━━━ Supplied records

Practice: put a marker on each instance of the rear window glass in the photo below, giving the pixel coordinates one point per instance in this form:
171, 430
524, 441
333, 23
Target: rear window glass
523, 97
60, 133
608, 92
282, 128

━━━━━━

Task to complete: Can you write out every line of the records again, requests included, multiplying each coordinate in the answers by 0.55 and rounding to a whole number, with halves going up? Leave the numbers in the requests and their format samples as they are.

Answer to the problem:
Practice: put a marker on each instance of the rear window glass in the photo below, giving the pixel coordinates one point per instance in this form:
171, 430
524, 441
333, 23
Target: rear window glass
288, 53
33, 73
334, 51
155, 70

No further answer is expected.